» **Task instructions**: Shorten the passage in the datablocks project description that begins "datablocks (imported as dbx) is a framework", along with the four properties it lists, and keep its main facts.

[start Excerpted text]

Content-addressed, journaled data-experiment management for Python

These details have not been verified by PyPI

Project links

Project description

datablocks

Content-addressed, journaled data-experiment management for Python.

Overview

datablocks (imported as dbx) is a framework for building reproducible data pipelines where every computation step is:

Content-addressed — identified by a deterministic SHA-256 hash of its class name, configuration, and version.
Journaled — every build writes a Parquet journal entry recording the full provenance (timestamp, git revision, config, hash).
Idempotent — calling build() on an already-valid block is a no-op.
Storage-agnostic — paths are resolved via fsspec, supporting local, S3, GCS, ADLS, and any other backend.

[end Excerpted text]
[start Data extract]

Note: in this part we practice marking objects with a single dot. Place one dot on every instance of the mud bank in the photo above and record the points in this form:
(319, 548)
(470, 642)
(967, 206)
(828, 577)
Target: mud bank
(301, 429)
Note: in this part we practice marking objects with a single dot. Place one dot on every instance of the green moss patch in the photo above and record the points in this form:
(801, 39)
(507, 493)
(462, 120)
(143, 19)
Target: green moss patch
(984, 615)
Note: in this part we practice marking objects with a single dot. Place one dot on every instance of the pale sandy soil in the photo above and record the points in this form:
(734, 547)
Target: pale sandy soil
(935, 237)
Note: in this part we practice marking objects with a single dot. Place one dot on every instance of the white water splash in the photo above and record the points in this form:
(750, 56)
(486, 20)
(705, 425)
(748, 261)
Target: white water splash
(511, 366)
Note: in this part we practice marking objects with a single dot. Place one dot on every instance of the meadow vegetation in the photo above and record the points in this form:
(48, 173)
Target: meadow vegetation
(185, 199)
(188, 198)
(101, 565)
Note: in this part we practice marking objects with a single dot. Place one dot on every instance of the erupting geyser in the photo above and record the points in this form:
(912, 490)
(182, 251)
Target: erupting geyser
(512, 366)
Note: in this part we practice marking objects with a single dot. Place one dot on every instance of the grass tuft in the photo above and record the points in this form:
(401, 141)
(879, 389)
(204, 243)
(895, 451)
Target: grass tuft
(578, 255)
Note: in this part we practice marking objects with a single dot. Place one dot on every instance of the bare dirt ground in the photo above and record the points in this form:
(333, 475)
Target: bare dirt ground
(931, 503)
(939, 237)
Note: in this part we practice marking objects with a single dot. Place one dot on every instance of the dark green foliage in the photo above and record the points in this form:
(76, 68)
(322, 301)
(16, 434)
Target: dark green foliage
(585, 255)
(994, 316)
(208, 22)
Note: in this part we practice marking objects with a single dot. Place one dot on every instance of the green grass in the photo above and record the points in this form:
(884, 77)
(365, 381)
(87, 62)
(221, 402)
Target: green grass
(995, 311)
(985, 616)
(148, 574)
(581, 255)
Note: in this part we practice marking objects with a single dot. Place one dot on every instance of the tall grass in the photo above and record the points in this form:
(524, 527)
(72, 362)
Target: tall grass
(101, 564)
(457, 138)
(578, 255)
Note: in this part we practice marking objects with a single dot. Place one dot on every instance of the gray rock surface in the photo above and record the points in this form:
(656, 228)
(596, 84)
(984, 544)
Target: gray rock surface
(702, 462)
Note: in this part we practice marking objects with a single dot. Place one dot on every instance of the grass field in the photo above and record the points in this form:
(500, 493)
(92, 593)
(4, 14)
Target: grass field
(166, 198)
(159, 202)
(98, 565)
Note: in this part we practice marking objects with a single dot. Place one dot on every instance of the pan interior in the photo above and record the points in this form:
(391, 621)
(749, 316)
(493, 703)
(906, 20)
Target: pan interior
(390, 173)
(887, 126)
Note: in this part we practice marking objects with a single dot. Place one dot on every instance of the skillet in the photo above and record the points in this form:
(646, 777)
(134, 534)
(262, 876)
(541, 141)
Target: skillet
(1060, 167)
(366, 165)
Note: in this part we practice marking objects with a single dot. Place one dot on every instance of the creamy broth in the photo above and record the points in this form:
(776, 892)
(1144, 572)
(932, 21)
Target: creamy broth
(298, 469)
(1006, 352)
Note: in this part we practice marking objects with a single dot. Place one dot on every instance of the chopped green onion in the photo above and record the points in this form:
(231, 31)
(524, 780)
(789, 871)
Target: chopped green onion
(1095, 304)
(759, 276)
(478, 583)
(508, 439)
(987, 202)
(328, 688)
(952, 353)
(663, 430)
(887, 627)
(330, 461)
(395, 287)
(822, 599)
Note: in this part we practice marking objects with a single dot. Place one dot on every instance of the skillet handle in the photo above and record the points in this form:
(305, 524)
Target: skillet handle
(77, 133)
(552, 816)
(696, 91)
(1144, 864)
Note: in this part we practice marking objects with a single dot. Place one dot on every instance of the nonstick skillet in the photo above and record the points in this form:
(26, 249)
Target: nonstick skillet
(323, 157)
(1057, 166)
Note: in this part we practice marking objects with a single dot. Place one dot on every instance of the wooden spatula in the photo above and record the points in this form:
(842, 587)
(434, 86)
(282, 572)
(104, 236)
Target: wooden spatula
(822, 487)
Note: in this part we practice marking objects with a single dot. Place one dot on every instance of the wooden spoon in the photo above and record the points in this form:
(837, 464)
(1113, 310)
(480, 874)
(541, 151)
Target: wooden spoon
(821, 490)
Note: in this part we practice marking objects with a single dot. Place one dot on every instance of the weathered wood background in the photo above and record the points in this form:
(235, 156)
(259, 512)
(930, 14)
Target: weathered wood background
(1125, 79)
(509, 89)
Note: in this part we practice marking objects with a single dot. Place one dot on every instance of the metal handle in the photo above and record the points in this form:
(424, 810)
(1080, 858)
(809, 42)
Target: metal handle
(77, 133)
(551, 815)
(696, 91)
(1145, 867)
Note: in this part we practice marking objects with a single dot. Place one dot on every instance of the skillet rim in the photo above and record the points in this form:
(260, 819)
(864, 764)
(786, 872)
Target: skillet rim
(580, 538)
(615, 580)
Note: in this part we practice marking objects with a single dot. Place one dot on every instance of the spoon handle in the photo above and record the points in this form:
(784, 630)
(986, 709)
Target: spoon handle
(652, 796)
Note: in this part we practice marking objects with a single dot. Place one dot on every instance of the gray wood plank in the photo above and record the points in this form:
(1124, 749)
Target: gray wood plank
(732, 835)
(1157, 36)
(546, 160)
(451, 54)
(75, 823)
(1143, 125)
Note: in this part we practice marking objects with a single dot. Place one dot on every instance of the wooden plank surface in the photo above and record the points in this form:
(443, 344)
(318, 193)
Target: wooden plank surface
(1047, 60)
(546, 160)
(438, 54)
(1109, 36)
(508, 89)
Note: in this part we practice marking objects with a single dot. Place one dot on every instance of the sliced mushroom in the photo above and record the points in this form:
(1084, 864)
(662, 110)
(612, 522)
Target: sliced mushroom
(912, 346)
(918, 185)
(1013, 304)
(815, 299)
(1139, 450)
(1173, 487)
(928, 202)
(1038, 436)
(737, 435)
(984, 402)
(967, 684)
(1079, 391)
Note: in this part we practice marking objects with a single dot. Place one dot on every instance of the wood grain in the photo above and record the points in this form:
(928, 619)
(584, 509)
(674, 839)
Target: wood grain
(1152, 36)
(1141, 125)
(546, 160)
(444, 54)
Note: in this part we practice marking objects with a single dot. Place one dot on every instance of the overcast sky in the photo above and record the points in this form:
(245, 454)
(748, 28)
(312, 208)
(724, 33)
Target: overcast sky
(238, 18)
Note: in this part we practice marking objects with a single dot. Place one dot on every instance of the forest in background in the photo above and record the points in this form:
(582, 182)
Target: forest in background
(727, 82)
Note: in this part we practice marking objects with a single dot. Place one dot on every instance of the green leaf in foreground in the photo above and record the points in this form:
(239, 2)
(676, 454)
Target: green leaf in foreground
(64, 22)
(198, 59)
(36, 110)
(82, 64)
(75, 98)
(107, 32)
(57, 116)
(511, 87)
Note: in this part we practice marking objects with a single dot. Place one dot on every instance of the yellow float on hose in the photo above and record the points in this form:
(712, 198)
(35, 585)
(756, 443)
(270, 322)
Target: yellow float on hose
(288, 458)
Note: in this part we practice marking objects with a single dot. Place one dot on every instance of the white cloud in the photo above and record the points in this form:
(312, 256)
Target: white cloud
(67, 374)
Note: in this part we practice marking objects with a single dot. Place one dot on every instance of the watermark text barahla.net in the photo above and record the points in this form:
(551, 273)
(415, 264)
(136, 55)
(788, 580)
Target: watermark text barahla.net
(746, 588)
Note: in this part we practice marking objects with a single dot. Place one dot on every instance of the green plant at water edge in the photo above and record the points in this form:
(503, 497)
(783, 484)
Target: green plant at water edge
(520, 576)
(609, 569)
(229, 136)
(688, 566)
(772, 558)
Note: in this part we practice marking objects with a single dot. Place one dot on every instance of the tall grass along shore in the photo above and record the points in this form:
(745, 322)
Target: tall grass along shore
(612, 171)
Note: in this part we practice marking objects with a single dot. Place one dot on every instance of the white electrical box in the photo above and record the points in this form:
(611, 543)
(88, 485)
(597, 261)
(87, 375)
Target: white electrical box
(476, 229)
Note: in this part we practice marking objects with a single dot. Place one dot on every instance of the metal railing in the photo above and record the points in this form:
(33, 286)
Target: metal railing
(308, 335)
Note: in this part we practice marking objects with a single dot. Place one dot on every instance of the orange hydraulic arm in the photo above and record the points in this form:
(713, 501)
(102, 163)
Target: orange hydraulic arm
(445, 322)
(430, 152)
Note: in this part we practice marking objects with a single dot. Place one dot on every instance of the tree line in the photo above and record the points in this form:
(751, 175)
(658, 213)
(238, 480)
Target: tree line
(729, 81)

[end Data extract]

» **Exercise response**:
datablocks (imported as dbx) is a Python framework for reproducible data pipelines. Each step in a pipeline is:
- Content-addressed: identified by a SHA-256 hash of its class name, configuration, and version.
- Journaled: each build records its provenance (timestamp, git revision, config, hash) in a Parquet journal.
- Idempotent: build() does nothing on a block that is already valid.
- Storage-agnostic: paths resolve through fsspec, so local, S3, GCS, ADLS, and other backends work.